QUOTED PASSAGE:
--------------------

Discussion in 'Journalism topics only' started by ncdeen, Dec 22, 2017.

  1. wicked

    wicked Well-Known Member

    FWIW, Wilbon has said that he didn't want to go on the air that night, but that ESPN made him. He might have said it on Tony Kornheiser's podcast.
     
    HanSenSE likes this.
  2. dirtybird

    dirtybird Well-Known Member

    Website. Clemson let in a few fan sites a while ago, and to be fair, the ended up letting in more. It's a homer-heavy group for sure. Get the sense the school is OK with it in some ways, not in others (the rub with fanboys is the bitch up a storm when things go slightly wrong, which happens inevitably. They take it personally).
     
  3. dirtybird

    dirtybird Well-Known Member

    I always struggle with the scope of objectivity (to a degree I struggle to care about an article like that at all). Its obvious you can't be objective 100 percent. If I told you the college team you were covering could play Dec. 22, allowing you to have Christmas with your kids, or you could spend the holiday in Shreveport the day before the independence Bowl, a lot of folks would have a preference. Similarly, if you are a bottom line type person, or one who likes covering big events, you probably prefer the team you're covering does well, since readers care more. Just don't have it bleed into coverage.

    And frankly, it's probably not proper to argue objectivity is dying. Old Grantland Rice godded up those athletes. Bob Ryan admitted he wrote with a pro-Celtics bias. Perhaps we can say the shroud of "objectivity" is falling away.

    Now that's not to excuse slobbery homerism. That shit is annoying. Someone I heard on a podcast talking about this tried to make a delineation between "objective" and maybe "impartial." There's probably a better word for that. Anyway, sports in a lot of ways is a hope business. Go through preseason coverage, and a lot more is written about what could happen is a team, or parts of a team, are their best selves (so many "look at how many starts this offensive line is returning" stories).

    That same podcaster pointed out the reporter with good off the record access often explains why a coach of GM did what they did. In a way that's carrying water for someone. I suppose I do that to a degree when buffeted with play-calling complaints (it seems fair to assume a slightly good coach often knows more about the mechanics of the sport and sees it better than folks who don't, but not always). I've seen others deal with that by coddling those complaints to not get too antagonistic with paying customers. I don't blame them all that much, and some of what they do is good work.

    Another interesting point was Layden talked to Wilbon, a walking schtick who of course is gonna feel conflicted, and a pair of folks now in academia (don't recall how Adande was on the LA homer front). Might've been interesting to talk to former SI employee Robert Mays, who talks about being a self-hating Bears fan often, or ESPN's Mina Kimes, who has a Seahawks tattoo.

    I come away thinking as long as you're not a homer-y goober, you're probably fine.
     
    Rhody31 likes this.
  4. dirtybird

    dirtybird Well-Known Member

    Out of curiosity, how was it editorialized?
     
  5. Doc Holliday

    Doc Holliday Well-Known Member

    Yeah, I read that. Doesn't change my opinion though. It was just a very bad look for him and ESPN.
     
  6. Alma

    Alma Well-Known Member

    It’s a multi-layered conversation, but for me it starts with this: If Layden wants to write a real piece on this, he finds someone who’s actually objective, or close to it, not an opinion columnist who works for a network that openly promotes inobjective brand-building.

--------------------

GIVEN DATA:
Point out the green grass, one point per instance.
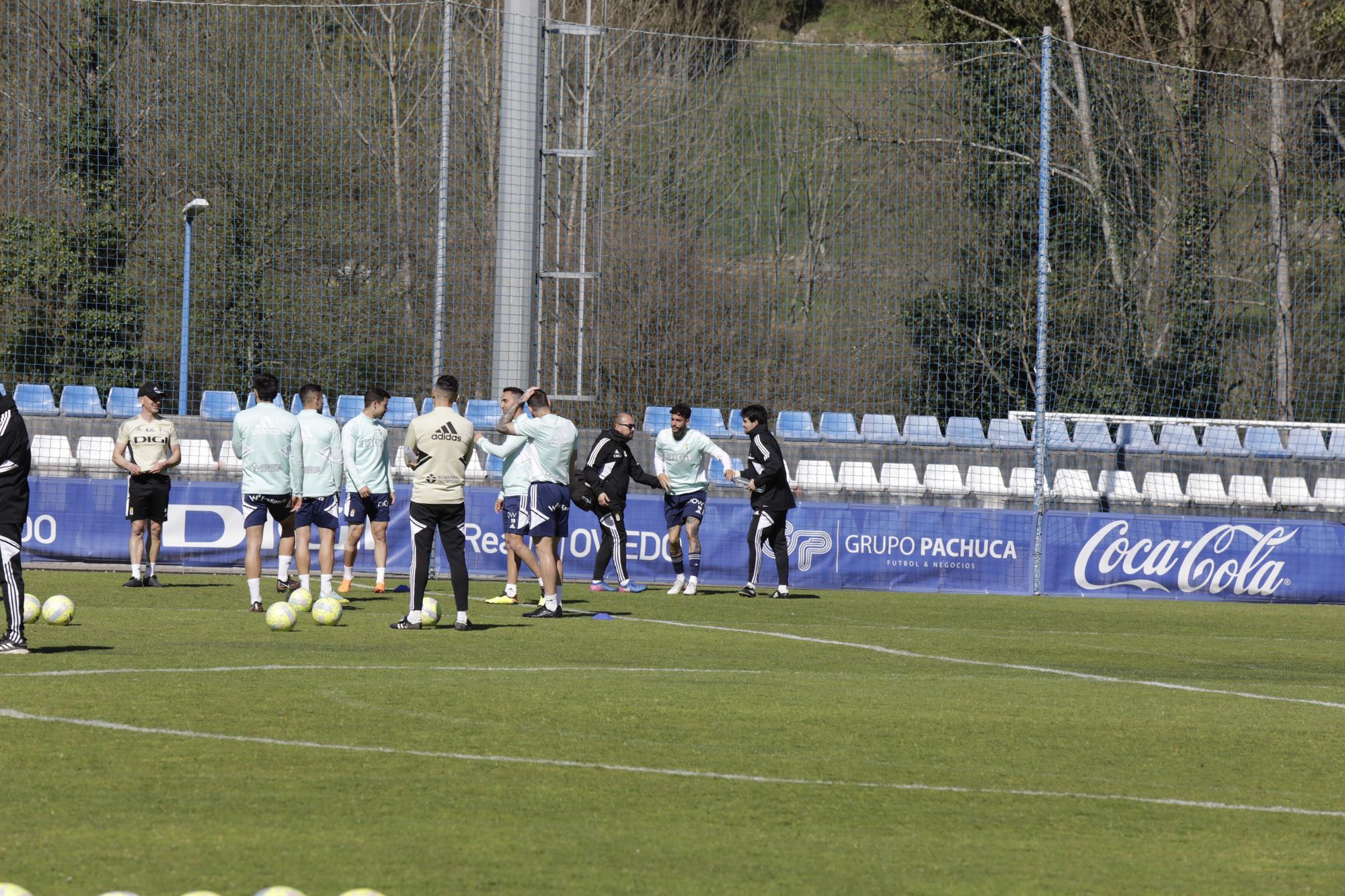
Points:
(91, 809)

--------------------

THE TASKS:
A – Answer these from the forum thread on objectivity in sports journalism:
(i) According to wicked, what has Wilbon said about going on the air that night?
(ii) Which writer, per dirtybird, admitted he wrote with a pro-Celtics bias?
(iii) According to Alma, whom should Layden find if he wants to write a real piece on this?
B – Extend the forum thread on objectivity in sports journalism past its final post.

RESPONSES BY TASK:
A –
(i) He didn't want to go on the air that night, but ESPN made him.
(ii) Bob Ryan.
(iii) Someone who's actually objective, or close to it, not an opinion columnist who works for a network that openly promotes inobjective brand-building.

B –
     
  7. Alma

    Alma Well-Known Member

    He can say what he wants. ESPN isn’t firing Wilbon if he refuses, thus ESPN didn’t make him do shit.
     
  8. Alma

    Alma Well-Known Member

    A couple thoughts:

    ^^It’s a balance between working sources and serving the audience but at some point a reporter has to remember: I don’t work for the source. And usually, you know, they do remember it, but they’ve kissed enough ass by that point that they’d view it as a kind of betrayal if they shoved a story up a source’s ass. So they protect the source of info and shut out the reader/listener. These are the “oh yeah I knew that” types who “know” a lot but never say it in any kind of direct way.

    ^^ESPN has to stop being the be-all, end-all guide for things in journalism. There’s a sports Center anchor on there who can barely make it through an intro to a highlight or the highlight
    itself without these weird pauses or a eyeroll or some dramatic look and it’s shitty work. You wouldn’t last a week in a decent TV station doing that. Because ESPN’s SC is by and large such a self-absorbed disaster of a product nobody pays much attention. But this is a Network that handed Mike Golic’s kid a massive talk show job based on little more
    than being Mike Golic’s kid. This is a network that gave Bill Simmons untold millions to run a literary Sports site that clearly didn’t draw many readers and whose model was junked by MTV in the equivalent of a heartbeat. This is not a network that really knows what it’s doing anymore.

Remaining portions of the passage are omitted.